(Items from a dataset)
┄┄┄┄┄┄┄┄┄┄

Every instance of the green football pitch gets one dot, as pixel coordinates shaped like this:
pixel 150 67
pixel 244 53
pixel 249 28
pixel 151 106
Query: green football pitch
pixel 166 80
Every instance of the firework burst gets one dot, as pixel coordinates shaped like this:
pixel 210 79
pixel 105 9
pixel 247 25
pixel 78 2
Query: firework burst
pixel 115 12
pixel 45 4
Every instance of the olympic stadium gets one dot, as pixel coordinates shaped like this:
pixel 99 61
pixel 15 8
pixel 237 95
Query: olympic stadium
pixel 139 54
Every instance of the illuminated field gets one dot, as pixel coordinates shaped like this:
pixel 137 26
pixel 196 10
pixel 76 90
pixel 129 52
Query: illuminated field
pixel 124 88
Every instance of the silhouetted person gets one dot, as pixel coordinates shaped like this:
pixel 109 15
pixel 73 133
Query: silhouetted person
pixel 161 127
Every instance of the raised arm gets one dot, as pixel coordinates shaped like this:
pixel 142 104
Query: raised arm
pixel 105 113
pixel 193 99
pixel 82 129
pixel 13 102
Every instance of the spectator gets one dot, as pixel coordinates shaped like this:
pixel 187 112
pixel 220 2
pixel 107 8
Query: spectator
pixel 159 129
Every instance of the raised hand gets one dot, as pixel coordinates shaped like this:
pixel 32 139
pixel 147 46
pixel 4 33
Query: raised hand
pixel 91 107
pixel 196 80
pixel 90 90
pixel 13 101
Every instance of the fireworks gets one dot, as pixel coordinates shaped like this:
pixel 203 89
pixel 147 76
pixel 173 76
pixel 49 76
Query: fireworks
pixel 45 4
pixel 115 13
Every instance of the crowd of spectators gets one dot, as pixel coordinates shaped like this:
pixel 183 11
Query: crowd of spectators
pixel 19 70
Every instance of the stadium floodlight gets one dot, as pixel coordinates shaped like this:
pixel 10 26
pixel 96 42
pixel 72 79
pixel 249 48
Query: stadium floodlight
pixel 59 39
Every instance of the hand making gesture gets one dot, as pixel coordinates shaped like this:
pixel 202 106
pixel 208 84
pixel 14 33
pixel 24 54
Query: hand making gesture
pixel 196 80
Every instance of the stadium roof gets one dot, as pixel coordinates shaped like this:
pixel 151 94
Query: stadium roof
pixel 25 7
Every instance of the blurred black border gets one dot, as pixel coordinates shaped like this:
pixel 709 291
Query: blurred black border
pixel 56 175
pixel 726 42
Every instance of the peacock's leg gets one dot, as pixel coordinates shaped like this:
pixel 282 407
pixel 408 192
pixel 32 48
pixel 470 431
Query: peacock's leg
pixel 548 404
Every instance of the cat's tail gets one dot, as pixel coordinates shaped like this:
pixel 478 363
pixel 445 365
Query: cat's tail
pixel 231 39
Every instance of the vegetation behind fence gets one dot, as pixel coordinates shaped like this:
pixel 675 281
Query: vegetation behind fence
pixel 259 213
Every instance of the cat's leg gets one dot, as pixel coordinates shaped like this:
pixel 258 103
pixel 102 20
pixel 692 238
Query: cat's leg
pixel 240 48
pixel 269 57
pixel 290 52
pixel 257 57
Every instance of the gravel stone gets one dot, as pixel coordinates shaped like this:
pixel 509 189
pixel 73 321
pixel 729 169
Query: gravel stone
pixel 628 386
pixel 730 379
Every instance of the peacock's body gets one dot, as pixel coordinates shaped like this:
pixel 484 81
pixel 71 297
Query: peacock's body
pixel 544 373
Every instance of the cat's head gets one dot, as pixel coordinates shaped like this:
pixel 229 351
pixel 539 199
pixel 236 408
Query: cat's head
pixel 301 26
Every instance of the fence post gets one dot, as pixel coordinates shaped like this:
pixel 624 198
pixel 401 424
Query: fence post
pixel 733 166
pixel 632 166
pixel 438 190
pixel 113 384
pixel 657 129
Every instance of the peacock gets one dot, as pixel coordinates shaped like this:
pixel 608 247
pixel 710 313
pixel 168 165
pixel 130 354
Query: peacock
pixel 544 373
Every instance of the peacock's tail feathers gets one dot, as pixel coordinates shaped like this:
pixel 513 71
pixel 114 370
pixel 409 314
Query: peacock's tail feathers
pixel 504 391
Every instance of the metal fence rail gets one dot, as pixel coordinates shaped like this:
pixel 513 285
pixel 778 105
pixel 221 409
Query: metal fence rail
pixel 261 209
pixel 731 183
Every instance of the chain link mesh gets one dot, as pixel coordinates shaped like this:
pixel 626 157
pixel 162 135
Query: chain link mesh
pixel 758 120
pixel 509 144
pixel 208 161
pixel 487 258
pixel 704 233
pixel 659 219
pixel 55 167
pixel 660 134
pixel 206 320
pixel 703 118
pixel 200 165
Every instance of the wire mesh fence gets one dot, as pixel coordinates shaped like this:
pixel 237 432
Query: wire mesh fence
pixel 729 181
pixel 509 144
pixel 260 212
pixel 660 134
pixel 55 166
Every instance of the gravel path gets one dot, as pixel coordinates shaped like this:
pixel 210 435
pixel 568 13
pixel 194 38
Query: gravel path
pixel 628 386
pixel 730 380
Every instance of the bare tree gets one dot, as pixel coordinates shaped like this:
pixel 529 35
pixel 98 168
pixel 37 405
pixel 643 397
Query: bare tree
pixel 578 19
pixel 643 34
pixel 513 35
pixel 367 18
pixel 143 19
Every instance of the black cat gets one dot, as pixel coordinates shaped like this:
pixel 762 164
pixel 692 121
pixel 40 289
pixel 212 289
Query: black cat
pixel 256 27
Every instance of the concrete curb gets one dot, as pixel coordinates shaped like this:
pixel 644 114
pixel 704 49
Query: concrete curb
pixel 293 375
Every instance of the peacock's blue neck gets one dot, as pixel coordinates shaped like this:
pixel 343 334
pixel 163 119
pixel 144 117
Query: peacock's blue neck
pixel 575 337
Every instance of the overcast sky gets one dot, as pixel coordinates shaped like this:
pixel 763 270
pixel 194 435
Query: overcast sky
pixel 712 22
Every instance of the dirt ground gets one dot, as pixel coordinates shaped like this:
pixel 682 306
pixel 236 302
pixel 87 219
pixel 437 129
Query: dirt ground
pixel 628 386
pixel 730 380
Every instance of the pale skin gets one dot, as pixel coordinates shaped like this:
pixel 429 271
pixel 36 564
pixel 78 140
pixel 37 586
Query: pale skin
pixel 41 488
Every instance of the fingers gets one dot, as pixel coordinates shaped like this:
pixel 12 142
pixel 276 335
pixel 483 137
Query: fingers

┄┄┄┄┄┄┄┄┄┄

What is needed >>
List every line in the records above that contains the word "fingers".

Answer below >>
Every instance of the fingers gets one dot, as pixel coordinates shaped like this:
Query: fingers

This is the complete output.